> _EXERCISE DETAILS_:
Please print the data below word for word, keeping every line unchanged.
* Start *
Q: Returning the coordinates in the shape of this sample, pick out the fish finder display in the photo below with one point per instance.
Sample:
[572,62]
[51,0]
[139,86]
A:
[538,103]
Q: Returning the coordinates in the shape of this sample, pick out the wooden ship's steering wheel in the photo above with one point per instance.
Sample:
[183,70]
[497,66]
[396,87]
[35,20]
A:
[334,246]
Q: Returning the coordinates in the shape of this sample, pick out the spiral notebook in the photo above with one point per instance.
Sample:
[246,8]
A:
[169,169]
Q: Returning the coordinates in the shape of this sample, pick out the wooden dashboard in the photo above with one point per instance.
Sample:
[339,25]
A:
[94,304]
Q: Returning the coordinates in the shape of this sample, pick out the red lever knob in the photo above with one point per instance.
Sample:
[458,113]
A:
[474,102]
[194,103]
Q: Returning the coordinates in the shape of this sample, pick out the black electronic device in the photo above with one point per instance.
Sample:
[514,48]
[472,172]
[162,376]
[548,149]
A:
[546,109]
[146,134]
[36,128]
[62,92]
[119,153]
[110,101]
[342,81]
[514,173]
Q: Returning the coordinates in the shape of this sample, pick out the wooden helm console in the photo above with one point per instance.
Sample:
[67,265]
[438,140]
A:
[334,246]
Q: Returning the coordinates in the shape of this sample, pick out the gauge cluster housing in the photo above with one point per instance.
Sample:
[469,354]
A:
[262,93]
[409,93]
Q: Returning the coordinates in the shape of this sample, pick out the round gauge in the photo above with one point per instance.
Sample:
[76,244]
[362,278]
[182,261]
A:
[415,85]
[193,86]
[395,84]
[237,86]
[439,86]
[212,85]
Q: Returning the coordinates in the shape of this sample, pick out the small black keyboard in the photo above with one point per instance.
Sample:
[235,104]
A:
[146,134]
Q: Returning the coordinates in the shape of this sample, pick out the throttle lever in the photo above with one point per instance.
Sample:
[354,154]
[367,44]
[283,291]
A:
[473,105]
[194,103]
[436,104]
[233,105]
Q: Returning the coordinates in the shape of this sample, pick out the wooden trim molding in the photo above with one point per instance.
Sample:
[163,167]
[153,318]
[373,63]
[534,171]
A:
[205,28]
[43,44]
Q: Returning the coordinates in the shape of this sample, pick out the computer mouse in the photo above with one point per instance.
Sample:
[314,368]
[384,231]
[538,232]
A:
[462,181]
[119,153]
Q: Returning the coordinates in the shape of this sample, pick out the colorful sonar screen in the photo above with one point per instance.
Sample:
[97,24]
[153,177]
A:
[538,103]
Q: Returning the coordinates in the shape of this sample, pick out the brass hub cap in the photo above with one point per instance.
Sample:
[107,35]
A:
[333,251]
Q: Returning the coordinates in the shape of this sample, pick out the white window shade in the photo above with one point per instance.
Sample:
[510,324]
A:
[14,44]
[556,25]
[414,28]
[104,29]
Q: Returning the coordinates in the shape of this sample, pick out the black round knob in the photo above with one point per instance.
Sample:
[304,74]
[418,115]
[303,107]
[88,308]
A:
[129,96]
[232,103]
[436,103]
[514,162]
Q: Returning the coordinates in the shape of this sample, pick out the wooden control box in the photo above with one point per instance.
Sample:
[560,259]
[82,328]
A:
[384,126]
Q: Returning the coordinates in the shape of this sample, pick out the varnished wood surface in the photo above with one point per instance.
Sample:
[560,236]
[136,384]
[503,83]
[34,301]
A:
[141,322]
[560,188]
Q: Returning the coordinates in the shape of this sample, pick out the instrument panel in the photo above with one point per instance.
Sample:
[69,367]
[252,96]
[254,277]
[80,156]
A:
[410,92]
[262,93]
* End *
> _ANSWER FOR THIS EXERCISE_:
Q: Returning the coordinates in the shape of this sample, pick out the fish finder display in the photo below with one point per instance.
Sample:
[572,62]
[51,0]
[139,86]
A:
[538,103]
Q: Returning the coordinates in the shape of this sample, pick out the wooden ship's steering wheel in the photo above with one point per instance.
Sample:
[183,70]
[497,66]
[396,87]
[35,20]
A:
[334,246]
Q: Returning the coordinates in the shape of this sample, pick out the spiral notebook in the photo above with one point per instance.
Sample:
[246,8]
A:
[169,169]
Q: Returning the coordinates in the shape of this sample, pick out the wooden dashboard in the photo above with one point per instance.
Sample:
[339,25]
A:
[94,304]
Q: Returning the coordinates in the shape of this sample, pick out the red lever knob in the photo above with one point per instance.
Sample:
[458,113]
A:
[474,102]
[194,103]
Q: Returning the coordinates in the shape of this sample, pick out the black electronic device in the photo above with one point per instance.
Sample:
[514,48]
[472,172]
[162,376]
[548,149]
A:
[546,109]
[146,134]
[36,128]
[62,92]
[119,153]
[110,101]
[342,81]
[514,173]
Q: Returning the coordinates in the shape of this sample, pick out the wooden helm console in the photo above with one point per instance.
Sample:
[67,265]
[438,140]
A:
[334,246]
Q: Returning the coordinates in the shape of this sample, pick out the gauge cluster housing in the photo above with one point per instance.
Sample:
[469,354]
A:
[262,93]
[409,93]
Q: Returning the coordinates in the shape of this sample, pick out the round gauge in the photo above with one point per instance.
Sample:
[76,244]
[362,278]
[182,261]
A:
[415,85]
[193,86]
[395,84]
[237,86]
[439,86]
[212,85]
Q: Returning the coordinates in the shape of this sample, pick out the small black keyboard in the photo above with one point per instance.
Sample:
[235,104]
A:
[146,134]
Q: Returning the coordinates in the shape of this sample, pick out the throttle lever in the photo above with one point per instance.
Sample:
[354,154]
[367,44]
[283,291]
A:
[473,105]
[194,103]
[436,104]
[233,105]
Q: Returning the coordinates in the shape of this sample, pick out the wooden trim molding in the photo above with one point per instance.
Sample:
[163,167]
[153,318]
[373,63]
[534,171]
A:
[205,28]
[43,44]
Q: Returning the coordinates in the shape of this sample, pick out the computer mouse in the photo above with one point per instance.
Sample:
[314,368]
[384,231]
[538,232]
A:
[462,181]
[119,153]
Q: Returning the coordinates in the shape of this sample, pick out the colorful sonar screen in the photo above with one point per instance.
Sample:
[97,24]
[153,177]
A:
[538,103]
Q: Returning the coordinates in the shape of this sample, pick out the brass hub cap in the photo above with one point per instance.
Sample:
[107,35]
A:
[333,251]
Q: Returning the coordinates in the shape of this sample, pick out the white window shade in the photo above with one point per instance.
Sample:
[510,324]
A:
[14,44]
[556,25]
[414,28]
[104,29]
Q: Returning the coordinates in the shape of this sample, pick out the black round knob in the photo above with one point per instance.
Sample:
[304,74]
[418,115]
[303,107]
[88,308]
A:
[129,96]
[232,103]
[436,103]
[514,162]
Q: Returning the coordinates in the shape of this sample, pick out the wooden control box in the photo above with one point per instance.
Sample:
[560,259]
[82,328]
A:
[384,126]
Q: Returning the coordinates in the shape of this sample, pick out the varnished wood surface in the photo above with one point per instance.
Sample:
[560,236]
[136,384]
[503,83]
[34,301]
A:
[141,322]
[560,188]
Q: Returning the coordinates in the shape of this sample, pick out the instrument panel in the photo above with one point per instance.
Sample:
[69,367]
[252,96]
[254,277]
[80,156]
A:
[410,92]
[262,93]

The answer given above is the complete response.